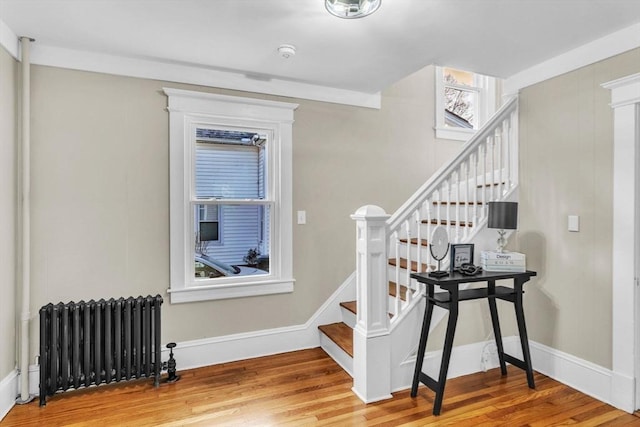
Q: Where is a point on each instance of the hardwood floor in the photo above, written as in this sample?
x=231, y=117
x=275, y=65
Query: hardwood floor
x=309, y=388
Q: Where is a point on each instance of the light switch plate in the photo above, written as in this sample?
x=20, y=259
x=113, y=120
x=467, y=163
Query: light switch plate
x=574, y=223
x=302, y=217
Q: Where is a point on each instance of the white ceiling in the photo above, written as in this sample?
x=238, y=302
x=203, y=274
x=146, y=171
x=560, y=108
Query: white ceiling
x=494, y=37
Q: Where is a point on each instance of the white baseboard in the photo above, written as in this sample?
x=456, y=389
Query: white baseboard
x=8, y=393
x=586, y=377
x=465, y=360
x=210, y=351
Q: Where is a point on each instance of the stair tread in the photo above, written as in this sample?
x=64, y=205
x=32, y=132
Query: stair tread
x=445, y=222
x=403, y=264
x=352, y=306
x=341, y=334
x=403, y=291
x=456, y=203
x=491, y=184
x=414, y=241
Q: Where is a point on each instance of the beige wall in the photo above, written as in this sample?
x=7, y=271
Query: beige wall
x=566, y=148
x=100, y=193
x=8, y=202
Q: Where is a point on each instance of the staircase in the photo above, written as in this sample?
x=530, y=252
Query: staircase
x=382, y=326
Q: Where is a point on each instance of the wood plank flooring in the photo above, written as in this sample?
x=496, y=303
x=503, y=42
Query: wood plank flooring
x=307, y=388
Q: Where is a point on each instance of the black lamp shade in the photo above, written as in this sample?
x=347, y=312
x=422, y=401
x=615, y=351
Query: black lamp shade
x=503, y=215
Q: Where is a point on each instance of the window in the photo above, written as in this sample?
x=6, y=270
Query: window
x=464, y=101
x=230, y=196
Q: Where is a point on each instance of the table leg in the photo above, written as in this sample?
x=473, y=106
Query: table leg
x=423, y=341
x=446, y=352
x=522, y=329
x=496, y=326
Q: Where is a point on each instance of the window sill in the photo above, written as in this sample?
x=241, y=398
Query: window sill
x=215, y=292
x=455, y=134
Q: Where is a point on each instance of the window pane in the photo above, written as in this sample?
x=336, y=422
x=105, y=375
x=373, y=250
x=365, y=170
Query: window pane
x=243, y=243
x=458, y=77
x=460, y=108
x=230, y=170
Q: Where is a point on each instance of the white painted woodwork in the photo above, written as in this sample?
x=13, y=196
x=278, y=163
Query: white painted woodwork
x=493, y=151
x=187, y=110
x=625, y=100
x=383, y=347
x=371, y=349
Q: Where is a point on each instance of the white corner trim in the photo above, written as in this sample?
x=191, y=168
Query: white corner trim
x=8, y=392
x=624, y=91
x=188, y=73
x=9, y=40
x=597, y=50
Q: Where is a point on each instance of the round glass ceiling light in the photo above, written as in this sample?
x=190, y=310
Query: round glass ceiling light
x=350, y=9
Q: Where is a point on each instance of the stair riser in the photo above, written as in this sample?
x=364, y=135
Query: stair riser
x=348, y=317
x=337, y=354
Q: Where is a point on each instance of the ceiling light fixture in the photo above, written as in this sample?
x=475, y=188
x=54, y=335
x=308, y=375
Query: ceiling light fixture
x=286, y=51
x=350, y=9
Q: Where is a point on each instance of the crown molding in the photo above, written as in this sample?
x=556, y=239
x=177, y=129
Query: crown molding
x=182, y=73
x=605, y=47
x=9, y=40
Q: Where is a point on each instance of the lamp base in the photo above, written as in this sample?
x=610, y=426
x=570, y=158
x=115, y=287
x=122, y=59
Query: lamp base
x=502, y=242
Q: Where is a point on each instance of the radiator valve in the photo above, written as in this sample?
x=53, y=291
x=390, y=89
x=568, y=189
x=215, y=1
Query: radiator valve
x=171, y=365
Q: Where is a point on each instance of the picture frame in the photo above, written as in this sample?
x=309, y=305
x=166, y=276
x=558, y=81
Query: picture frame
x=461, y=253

- _PROBLEM REQUIREMENTS_:
In the reply, each line of the data must appear exactly as written, and no picture may appear.

- _FINISHED TASK_:
Q: Where is a point on each instance of the hardwood floor in the photo above, written as in this sample?
x=231, y=117
x=275, y=65
Query: hardwood floor
x=309, y=388
Q: Where is a point on each instance of the light switch plate in the photo above, written as in this sample?
x=20, y=259
x=113, y=120
x=467, y=163
Query: light switch plate
x=574, y=223
x=302, y=217
Q: Where is a point on each instance of the white ceiling in the photo above, written as in this sample?
x=238, y=302
x=203, y=274
x=146, y=171
x=560, y=108
Query: white ceiling
x=494, y=37
Q: Where is a point on each instance of the white baseboard in the photo above, written as in this sample?
x=456, y=389
Query: white baseboard
x=8, y=393
x=586, y=377
x=465, y=360
x=210, y=351
Q: Where is a point on each instance of the stair tread in the photo above, written as in this sample?
x=64, y=205
x=32, y=132
Query: stair tread
x=445, y=222
x=403, y=264
x=352, y=306
x=341, y=334
x=403, y=291
x=456, y=203
x=491, y=184
x=414, y=241
Q: Where is a point on each instance of the beige wall in the photo above, written as in this sample?
x=7, y=271
Query: beige wall
x=566, y=148
x=100, y=193
x=8, y=202
Q: Where is a point on each instance of the staircase in the photo above, written as in this sample?
x=530, y=252
Query: staircase
x=382, y=326
Q: Where is a point on each instance of the wood plank flooring in the photo above, written as in this sample?
x=496, y=303
x=503, y=42
Query: wood plank flooring
x=307, y=388
Q: Where is a point on each instance of the black lamp shade in the photo above, written as in this sample?
x=347, y=312
x=422, y=401
x=615, y=351
Query: black lamp shade
x=503, y=215
Q: Where is a point on each instance of the window in the photo above, written as in this sample?
x=6, y=270
Query: window
x=464, y=101
x=230, y=196
Q: Where is a point on each instance of the table leg in the photo above, written as in this sample?
x=473, y=106
Query: table leg
x=423, y=341
x=446, y=352
x=522, y=329
x=496, y=326
Q: Where is a point on each instance of the window sill in the photo above, written as in this sample?
x=241, y=398
Query: window sill
x=215, y=292
x=455, y=134
Q: Where is a point on each instance of the window pane in the photo above, written as in this sample?
x=336, y=422
x=105, y=375
x=373, y=250
x=365, y=170
Query: window pane
x=243, y=243
x=458, y=77
x=460, y=108
x=230, y=170
Q: Where is a point on each instance of the white painted woodwork in the photo above, written as in this sample?
x=13, y=196
x=278, y=163
Query: white painted woodwork
x=493, y=151
x=187, y=110
x=625, y=100
x=383, y=347
x=371, y=349
Q: Where is a point on each instance of the white corner trim in the photo above, written as in this sample?
x=191, y=168
Query: white corner trim
x=8, y=392
x=624, y=91
x=188, y=73
x=9, y=40
x=597, y=50
Q: Where is a point on each instance of the round glass ceiling light in the photo above, written as in this sample?
x=190, y=310
Query: round glass ceiling light
x=350, y=9
Q: Where is a point on each instance of the stair riser in the photo above, written as in this sample?
x=364, y=135
Query: stair riser
x=348, y=317
x=337, y=354
Q: Where is a point on each instance of the ceiling light fixture in the photo above, written as in this sample?
x=475, y=188
x=54, y=335
x=308, y=375
Query: ceiling light fixture
x=286, y=51
x=350, y=9
Q: Where is a point on each instance of the crown molding in the photo above, written as in this sample?
x=556, y=239
x=177, y=129
Query: crown molding
x=182, y=73
x=605, y=47
x=9, y=40
Q: Where is a point on each instance of the lamp base in the photo above, written as in this sample?
x=610, y=426
x=570, y=158
x=115, y=287
x=122, y=59
Query: lamp base
x=502, y=242
Q: Where is a point on each instance of the radiator valve in the photo above, written as in this sample?
x=53, y=291
x=390, y=89
x=568, y=189
x=215, y=1
Query: radiator valve
x=171, y=365
Q: Where is a point on each instance of the picture frame in the photo above, written as in this sample?
x=309, y=305
x=166, y=276
x=558, y=81
Query: picture frame
x=461, y=253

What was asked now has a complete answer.